### EXERCISE GOAL
Nothing but the lines from the one containing "Target: waterfall spray" through the one containing "Format sample: x=106, y=12", both included, should be given again, each exactly as written below.

(Dataset entries)
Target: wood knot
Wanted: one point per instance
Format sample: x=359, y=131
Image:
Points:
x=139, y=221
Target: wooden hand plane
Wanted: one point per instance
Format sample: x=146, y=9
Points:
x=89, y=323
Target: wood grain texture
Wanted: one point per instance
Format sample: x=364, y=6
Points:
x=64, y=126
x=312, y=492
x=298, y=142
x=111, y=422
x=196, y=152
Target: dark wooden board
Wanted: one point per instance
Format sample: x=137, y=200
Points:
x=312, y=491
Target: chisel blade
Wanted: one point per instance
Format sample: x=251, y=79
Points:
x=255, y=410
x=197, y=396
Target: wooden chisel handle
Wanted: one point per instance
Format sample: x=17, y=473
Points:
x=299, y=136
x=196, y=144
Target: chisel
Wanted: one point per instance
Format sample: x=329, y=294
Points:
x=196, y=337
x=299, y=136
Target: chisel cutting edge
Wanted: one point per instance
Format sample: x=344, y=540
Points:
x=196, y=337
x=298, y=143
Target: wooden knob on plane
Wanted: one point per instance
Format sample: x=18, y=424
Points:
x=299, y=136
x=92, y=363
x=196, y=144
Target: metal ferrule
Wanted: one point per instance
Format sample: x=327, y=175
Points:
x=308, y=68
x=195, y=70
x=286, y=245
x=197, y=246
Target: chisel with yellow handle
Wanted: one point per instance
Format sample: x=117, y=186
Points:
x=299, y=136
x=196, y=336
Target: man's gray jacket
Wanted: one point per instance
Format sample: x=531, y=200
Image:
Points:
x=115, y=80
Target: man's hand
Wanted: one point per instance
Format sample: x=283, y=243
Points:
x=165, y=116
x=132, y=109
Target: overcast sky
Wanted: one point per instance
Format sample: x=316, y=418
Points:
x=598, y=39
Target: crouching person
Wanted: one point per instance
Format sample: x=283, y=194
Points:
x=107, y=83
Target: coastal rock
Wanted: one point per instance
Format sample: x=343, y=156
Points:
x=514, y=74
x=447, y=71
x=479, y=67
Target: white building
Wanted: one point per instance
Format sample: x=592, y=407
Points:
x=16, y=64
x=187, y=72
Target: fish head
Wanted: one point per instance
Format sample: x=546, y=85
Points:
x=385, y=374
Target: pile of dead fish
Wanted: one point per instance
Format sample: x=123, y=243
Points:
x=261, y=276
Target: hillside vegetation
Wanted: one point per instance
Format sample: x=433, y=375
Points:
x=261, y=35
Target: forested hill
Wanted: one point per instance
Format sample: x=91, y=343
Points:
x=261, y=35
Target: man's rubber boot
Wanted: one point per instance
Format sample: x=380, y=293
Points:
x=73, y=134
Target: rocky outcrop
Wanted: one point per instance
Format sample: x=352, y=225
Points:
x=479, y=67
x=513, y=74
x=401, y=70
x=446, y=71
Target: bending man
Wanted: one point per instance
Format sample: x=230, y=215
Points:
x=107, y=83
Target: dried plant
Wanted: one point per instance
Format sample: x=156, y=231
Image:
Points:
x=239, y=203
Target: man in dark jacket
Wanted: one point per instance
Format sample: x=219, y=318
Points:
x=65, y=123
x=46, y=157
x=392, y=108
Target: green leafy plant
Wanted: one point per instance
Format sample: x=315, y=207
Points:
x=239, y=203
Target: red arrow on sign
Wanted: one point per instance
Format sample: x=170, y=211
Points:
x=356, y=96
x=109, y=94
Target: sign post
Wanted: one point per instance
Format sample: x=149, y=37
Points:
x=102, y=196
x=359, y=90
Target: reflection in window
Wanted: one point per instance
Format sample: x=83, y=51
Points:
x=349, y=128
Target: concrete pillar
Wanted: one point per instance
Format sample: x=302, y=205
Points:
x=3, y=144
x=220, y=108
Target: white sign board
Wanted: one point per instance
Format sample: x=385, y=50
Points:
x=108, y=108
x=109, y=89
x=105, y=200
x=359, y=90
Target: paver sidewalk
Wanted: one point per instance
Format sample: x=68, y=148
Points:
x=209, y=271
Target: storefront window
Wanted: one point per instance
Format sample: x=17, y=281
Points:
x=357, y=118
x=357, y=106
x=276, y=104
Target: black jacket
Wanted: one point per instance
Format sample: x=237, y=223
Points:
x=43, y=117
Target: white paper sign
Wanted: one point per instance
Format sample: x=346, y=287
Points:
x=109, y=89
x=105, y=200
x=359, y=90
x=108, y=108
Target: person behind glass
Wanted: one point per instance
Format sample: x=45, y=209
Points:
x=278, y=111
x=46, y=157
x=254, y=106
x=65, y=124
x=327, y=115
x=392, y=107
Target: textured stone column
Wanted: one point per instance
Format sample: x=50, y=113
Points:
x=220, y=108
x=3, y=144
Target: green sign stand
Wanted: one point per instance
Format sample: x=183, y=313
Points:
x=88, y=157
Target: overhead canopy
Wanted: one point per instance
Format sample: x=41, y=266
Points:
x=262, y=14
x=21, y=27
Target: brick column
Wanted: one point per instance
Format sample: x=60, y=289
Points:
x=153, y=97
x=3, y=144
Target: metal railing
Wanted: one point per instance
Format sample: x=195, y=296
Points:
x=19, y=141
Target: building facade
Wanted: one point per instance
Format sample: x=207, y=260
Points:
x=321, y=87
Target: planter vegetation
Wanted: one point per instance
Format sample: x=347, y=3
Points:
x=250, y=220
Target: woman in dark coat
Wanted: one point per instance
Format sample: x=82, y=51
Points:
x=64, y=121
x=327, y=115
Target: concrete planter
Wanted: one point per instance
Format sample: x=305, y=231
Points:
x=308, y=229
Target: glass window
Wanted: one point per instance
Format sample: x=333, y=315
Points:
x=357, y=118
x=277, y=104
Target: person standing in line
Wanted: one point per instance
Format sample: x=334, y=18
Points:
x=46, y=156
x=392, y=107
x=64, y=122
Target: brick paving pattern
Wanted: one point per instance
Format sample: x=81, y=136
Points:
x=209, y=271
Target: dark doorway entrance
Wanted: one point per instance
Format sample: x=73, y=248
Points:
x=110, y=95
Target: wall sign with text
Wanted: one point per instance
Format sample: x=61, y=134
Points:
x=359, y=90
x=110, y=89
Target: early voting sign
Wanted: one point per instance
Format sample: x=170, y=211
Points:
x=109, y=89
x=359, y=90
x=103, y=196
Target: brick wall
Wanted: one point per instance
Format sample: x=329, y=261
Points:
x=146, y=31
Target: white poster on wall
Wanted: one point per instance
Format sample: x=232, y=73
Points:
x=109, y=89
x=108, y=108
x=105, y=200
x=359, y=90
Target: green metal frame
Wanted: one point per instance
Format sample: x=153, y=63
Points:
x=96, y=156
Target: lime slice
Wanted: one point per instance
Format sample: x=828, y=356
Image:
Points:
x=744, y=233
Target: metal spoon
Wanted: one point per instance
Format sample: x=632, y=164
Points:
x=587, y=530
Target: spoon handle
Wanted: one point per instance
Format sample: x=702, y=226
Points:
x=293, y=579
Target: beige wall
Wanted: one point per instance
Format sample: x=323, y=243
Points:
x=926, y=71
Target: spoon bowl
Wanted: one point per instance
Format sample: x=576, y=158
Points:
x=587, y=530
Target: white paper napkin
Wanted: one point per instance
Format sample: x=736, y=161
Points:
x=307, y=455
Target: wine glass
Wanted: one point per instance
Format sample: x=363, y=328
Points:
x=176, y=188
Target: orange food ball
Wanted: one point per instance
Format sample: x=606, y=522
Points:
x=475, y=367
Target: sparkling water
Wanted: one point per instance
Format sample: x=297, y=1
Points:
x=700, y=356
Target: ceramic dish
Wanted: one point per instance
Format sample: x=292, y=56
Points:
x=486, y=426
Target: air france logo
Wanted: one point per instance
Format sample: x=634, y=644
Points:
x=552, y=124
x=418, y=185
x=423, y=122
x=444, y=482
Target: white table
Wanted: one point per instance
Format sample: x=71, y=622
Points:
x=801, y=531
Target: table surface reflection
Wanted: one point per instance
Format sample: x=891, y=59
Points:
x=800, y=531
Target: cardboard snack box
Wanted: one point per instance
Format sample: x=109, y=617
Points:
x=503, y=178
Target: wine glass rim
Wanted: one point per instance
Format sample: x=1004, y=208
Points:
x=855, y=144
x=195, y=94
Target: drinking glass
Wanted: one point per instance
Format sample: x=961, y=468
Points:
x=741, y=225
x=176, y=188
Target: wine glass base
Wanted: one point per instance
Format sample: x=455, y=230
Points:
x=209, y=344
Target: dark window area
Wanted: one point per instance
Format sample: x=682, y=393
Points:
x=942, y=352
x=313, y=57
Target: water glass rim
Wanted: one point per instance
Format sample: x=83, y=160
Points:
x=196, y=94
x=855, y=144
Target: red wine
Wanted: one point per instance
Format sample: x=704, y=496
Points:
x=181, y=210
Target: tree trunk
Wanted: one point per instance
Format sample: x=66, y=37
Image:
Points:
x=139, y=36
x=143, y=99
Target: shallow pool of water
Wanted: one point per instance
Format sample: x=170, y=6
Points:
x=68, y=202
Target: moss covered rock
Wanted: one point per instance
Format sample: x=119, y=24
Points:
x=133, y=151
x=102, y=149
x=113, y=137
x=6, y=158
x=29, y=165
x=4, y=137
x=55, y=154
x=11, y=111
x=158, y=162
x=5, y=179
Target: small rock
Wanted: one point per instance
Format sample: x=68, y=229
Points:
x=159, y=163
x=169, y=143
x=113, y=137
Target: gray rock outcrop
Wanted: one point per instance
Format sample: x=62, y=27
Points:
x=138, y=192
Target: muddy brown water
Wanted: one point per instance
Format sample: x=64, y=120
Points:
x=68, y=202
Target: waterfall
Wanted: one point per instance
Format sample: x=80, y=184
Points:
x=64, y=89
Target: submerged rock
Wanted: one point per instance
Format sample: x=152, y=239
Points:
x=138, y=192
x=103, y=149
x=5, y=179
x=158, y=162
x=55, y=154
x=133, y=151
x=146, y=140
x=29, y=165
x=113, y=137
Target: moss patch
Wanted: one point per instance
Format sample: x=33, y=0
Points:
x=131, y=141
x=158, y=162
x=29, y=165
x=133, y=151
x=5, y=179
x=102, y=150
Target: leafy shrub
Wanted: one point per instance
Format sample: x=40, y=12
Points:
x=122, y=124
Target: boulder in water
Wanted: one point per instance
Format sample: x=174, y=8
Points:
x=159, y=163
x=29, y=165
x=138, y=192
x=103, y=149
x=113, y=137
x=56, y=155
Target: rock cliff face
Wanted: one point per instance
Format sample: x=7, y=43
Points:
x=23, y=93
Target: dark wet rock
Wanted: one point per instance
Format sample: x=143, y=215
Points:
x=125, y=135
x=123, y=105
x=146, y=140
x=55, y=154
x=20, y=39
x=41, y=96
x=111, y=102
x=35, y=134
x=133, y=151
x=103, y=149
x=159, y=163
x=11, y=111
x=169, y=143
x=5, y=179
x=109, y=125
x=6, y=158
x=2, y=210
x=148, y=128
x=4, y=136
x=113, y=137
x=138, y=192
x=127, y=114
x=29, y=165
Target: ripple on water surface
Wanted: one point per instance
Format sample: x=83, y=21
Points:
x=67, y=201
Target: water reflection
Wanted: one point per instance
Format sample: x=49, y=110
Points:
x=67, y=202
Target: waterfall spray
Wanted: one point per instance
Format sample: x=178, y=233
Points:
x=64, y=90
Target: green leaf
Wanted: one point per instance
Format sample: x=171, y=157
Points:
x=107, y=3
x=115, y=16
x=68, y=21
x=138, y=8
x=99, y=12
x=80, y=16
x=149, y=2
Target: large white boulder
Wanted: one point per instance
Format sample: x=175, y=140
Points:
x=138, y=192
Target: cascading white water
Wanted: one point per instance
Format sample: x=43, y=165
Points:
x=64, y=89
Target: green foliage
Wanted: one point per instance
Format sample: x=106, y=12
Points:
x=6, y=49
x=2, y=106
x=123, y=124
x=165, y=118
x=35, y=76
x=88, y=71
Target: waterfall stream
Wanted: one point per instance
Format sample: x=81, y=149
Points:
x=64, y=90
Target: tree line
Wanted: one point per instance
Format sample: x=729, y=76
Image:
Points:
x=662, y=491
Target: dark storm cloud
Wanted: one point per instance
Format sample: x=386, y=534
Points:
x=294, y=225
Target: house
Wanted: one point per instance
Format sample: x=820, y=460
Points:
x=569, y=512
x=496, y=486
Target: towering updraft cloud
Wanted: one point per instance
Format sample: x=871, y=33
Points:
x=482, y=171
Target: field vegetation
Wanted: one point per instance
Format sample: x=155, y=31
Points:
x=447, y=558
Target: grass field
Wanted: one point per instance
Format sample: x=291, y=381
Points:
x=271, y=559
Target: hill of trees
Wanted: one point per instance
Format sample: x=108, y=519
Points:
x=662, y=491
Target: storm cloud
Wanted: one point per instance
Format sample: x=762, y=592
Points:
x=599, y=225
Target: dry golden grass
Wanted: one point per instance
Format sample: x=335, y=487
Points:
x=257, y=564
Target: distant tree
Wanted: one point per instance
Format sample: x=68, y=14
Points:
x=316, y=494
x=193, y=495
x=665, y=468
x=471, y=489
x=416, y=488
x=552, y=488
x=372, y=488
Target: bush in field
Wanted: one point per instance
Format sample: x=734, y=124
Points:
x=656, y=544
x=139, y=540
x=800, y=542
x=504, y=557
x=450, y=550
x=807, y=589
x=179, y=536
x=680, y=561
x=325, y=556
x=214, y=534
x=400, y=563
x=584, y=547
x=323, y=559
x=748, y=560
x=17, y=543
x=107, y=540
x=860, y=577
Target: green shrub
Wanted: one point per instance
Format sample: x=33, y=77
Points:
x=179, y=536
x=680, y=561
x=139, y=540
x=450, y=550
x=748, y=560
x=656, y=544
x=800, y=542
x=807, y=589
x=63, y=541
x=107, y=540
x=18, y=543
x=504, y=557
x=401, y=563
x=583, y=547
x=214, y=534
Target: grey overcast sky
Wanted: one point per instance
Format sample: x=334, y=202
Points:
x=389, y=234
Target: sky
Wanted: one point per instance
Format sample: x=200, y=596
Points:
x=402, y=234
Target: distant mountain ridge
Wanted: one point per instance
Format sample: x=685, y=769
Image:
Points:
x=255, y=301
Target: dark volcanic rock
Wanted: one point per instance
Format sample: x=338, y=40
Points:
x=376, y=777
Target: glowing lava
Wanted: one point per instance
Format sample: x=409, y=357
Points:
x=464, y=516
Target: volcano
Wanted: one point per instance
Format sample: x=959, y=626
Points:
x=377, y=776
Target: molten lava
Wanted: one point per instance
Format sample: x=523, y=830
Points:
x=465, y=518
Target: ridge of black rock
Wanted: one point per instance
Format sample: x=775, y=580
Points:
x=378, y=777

### RESULT OF THE EXERCISE
Target: waterfall spray
Wanted: one point per instance
Format sample: x=178, y=233
Points:
x=64, y=90
Target: green leaf
Wanted: one point per instance
Format sample: x=171, y=157
Points:
x=107, y=3
x=115, y=16
x=68, y=21
x=138, y=8
x=99, y=12
x=80, y=16
x=149, y=2
Target: large white boulder
Wanted: one point per instance
Format sample: x=175, y=140
Points:
x=138, y=192
Target: cascading white water
Wanted: one point per instance
Format sample: x=43, y=165
Points:
x=64, y=89
Target: green foliage
Wanted: one point per instance
Format sample: x=106, y=12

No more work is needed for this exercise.